Records for processing –

----------------

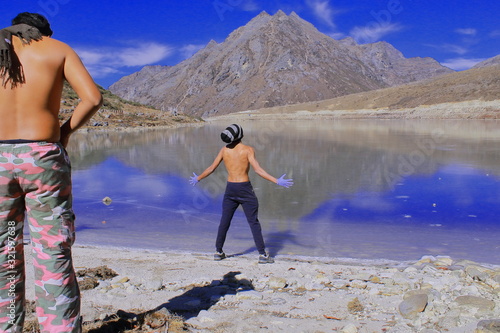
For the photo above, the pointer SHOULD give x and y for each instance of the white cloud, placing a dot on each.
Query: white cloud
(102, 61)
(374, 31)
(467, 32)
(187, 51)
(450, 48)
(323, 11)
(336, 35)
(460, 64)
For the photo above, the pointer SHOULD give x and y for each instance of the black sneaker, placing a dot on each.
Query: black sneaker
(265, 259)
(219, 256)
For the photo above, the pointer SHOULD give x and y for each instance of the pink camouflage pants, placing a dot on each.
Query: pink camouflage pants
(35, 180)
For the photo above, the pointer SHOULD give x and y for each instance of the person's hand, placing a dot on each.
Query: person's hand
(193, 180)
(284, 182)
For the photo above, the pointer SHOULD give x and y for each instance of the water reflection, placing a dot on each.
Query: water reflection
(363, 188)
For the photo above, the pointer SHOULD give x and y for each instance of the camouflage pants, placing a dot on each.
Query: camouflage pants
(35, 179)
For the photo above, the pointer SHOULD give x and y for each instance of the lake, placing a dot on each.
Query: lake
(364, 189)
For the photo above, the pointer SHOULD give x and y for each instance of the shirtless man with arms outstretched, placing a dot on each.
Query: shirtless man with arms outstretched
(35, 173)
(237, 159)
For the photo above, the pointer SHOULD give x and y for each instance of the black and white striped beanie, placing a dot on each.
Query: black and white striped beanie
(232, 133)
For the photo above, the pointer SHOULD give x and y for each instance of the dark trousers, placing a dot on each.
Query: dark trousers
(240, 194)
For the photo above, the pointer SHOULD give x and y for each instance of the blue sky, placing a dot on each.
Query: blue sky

----------------

Exercise directions – Return the records word for word, leaving every picture out of the copy.

Exercise response –
For the photo above, the pointer SHOULD give x and y for each instance of the white cloud, placing a dot on each.
Query: white cloud
(102, 61)
(374, 31)
(467, 32)
(187, 51)
(450, 48)
(323, 11)
(336, 35)
(460, 64)
For the photo above, the pointer SHOULD give x and y for each instance of the black sneaker, placing a dot on each.
Query: black sneaker
(265, 259)
(219, 256)
For the photo above, the pointer SHOULD give x and y for each instance of the pink camouflage pants, placing a dot on each.
Query: pink camouflage pants
(35, 180)
For the photo above, the pointer SHOULD give x and y for each instance of the person's hand, placing a dot on each.
Query: person's hand
(193, 180)
(284, 182)
For the photo above, the pointer SHOULD give x and y for each instance of the water reflection, placing a dot on each.
Query: water reflection
(363, 188)
For the photo above, the pointer SHOULD give x and y for each instance of the camouflage pants, placing a dot on each.
Query: camouflage pants
(35, 179)
For the photo above, the pointer SHOULD give x and y for each instance of the lake, placing a dot on each.
Query: lake
(364, 189)
For the photo above, the pointer SHOULD give x and y for each instance of the shirtless man with arms outstretched, placing a dot on each.
Query: shirtless man with arms outstretched
(35, 173)
(237, 159)
For the photo above, the pointer SHOULD give x and y for each instance of the black and white striped beanie, placing a dot on each.
Query: black and white striped beanie
(232, 133)
For the photo above, the pointer SHOULD give x and y for each instance of the dark trousers, placing a dot on each.
Query: dark trousers
(240, 194)
For the photo above, the pointer SHOULD give x and y for each instance of the blue sky, placing a dot on each.
Query: blue sky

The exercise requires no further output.